[START OF SOURCE DATA]
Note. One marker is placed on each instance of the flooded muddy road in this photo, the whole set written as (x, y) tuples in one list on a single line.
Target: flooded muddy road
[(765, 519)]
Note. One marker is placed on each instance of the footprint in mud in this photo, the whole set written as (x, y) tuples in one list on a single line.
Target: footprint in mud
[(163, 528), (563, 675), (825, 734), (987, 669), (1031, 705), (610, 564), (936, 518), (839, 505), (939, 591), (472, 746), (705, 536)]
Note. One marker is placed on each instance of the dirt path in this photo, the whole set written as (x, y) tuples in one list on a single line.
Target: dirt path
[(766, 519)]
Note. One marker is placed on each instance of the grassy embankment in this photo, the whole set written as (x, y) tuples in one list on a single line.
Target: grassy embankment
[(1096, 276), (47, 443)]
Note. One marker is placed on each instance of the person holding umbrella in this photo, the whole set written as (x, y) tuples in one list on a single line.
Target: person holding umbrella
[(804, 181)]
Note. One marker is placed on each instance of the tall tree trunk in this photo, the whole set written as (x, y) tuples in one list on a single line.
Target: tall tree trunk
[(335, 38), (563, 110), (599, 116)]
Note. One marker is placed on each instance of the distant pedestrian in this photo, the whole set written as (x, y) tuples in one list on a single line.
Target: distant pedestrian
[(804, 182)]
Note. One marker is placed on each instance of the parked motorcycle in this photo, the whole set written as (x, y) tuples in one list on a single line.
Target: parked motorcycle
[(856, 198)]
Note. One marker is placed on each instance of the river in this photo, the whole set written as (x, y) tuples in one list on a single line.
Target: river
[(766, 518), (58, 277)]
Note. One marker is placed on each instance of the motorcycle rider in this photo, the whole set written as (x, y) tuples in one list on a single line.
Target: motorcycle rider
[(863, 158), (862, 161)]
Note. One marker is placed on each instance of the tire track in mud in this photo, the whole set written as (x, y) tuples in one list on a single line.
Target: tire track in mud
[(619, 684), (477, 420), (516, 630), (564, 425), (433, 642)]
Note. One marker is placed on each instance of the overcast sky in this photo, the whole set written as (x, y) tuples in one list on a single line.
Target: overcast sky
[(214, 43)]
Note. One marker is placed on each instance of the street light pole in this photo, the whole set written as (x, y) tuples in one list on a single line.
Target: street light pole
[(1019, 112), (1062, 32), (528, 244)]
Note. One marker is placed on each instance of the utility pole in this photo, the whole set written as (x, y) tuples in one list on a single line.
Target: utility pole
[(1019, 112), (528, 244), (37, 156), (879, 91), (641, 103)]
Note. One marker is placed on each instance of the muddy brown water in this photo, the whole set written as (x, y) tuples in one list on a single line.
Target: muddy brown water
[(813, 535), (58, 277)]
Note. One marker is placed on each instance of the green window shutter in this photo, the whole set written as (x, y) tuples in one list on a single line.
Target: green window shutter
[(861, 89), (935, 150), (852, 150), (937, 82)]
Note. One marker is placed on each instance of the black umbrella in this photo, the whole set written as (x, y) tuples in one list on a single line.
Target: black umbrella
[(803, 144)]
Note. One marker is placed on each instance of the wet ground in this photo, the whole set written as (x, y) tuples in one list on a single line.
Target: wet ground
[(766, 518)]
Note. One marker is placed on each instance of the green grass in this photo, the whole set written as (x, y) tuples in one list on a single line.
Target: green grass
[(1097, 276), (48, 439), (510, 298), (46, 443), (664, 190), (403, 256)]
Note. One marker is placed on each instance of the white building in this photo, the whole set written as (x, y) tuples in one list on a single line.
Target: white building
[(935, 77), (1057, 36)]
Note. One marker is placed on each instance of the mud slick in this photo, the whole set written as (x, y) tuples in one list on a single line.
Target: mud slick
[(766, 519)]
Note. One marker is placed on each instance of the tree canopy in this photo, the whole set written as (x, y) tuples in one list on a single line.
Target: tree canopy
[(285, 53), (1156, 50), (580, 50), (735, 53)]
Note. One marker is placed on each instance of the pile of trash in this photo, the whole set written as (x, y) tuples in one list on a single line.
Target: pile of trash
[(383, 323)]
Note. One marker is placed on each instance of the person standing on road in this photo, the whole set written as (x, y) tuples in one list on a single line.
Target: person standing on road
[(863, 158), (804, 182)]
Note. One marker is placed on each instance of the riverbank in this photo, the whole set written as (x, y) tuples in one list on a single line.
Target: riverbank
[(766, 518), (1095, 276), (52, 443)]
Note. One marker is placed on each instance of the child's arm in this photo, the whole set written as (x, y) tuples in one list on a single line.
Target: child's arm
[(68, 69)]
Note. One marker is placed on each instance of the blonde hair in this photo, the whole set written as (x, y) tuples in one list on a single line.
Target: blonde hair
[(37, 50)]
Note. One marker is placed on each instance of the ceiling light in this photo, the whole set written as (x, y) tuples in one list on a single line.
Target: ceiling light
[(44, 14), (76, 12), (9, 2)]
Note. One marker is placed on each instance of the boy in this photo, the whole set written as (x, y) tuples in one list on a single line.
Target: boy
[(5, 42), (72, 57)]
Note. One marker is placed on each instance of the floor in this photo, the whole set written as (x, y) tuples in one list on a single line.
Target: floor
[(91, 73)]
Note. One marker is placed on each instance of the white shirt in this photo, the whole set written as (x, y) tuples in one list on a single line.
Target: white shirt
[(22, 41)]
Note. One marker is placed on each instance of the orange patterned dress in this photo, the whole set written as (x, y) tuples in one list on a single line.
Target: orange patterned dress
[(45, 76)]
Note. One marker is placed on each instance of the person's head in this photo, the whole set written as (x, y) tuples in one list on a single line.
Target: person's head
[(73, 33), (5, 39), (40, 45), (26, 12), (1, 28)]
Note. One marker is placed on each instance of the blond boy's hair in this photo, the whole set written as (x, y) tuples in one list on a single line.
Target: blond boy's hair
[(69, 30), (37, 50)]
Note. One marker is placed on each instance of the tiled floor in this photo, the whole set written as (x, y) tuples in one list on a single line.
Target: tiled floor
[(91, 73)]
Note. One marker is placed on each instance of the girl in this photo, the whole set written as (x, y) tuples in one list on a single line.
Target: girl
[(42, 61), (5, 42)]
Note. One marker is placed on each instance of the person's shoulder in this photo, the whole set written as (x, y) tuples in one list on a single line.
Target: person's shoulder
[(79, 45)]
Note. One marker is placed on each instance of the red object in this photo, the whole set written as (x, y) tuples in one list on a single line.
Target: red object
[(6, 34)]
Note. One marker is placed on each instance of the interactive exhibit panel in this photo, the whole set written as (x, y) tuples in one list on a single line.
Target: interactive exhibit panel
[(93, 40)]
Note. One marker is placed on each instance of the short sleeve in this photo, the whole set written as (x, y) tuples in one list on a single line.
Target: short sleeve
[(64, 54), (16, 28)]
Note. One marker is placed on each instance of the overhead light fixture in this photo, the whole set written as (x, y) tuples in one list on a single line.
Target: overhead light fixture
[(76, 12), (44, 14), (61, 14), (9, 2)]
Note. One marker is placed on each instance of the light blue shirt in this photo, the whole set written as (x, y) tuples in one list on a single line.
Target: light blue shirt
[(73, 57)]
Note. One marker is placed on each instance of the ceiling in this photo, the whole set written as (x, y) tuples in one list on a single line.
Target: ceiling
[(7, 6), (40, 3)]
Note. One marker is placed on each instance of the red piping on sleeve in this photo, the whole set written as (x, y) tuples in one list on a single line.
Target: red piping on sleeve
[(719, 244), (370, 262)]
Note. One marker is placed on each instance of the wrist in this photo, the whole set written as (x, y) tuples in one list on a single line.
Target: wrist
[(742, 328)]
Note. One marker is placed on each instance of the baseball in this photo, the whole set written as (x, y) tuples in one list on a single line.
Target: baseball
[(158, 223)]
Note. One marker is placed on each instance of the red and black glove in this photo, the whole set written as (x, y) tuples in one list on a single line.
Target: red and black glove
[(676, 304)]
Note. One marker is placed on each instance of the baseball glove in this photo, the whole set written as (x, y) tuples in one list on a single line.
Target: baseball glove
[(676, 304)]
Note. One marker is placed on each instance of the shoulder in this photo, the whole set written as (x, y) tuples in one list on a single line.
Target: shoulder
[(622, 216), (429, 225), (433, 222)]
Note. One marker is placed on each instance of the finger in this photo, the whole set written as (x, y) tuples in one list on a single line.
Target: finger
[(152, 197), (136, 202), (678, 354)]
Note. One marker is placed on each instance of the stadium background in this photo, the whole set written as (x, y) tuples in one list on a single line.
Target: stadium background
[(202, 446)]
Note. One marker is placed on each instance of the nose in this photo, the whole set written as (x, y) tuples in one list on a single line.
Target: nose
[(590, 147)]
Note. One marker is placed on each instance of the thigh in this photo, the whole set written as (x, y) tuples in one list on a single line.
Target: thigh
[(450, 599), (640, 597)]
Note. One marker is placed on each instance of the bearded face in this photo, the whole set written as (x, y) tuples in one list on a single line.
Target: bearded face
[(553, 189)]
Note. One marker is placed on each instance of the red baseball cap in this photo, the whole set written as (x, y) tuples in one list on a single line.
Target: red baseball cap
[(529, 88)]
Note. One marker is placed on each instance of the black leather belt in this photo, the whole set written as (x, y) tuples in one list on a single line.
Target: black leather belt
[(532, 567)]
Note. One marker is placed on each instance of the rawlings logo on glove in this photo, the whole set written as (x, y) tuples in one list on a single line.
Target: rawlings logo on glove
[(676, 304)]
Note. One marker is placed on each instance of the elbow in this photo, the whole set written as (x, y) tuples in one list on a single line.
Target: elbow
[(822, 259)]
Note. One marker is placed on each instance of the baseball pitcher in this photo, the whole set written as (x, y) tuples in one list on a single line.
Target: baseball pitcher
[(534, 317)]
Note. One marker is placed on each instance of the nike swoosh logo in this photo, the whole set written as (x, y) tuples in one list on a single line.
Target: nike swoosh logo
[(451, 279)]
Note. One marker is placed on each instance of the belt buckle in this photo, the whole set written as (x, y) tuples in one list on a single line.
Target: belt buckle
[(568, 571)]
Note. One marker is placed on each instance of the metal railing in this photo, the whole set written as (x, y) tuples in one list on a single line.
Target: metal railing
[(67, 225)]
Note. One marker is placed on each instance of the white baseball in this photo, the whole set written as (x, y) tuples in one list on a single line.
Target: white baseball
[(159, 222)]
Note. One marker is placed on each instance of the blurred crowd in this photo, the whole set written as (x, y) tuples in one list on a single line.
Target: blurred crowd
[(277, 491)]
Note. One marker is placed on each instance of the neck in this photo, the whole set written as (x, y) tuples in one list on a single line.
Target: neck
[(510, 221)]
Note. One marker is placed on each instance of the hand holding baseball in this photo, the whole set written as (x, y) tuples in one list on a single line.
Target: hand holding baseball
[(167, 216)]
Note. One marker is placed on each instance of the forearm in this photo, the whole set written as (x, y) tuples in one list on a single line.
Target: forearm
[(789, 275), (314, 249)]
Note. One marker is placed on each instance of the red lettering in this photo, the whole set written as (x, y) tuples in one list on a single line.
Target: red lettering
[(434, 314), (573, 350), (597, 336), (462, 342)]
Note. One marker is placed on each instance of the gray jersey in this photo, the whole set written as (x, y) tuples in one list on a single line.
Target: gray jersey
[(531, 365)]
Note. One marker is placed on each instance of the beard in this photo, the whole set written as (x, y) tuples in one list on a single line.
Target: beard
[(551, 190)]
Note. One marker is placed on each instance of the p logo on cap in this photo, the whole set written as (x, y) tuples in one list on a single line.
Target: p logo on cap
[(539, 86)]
[END OF SOURCE DATA]
* **AIM**: Rewrite every line in the part of the records that opens with the line containing "the green grass" and closes with the line containing "190), (403, 256)]", adding 139 to each coordinate in the answer list. Keep all other text in those lines unchanged.

* **REPLY**:
Note. One marker is placed on each instance of the green grass in this photo, the whole set written as (x, y) tuples in one list on a single line.
Target: green grass
[(1236, 415), (187, 578), (649, 437), (185, 582), (803, 329), (542, 395)]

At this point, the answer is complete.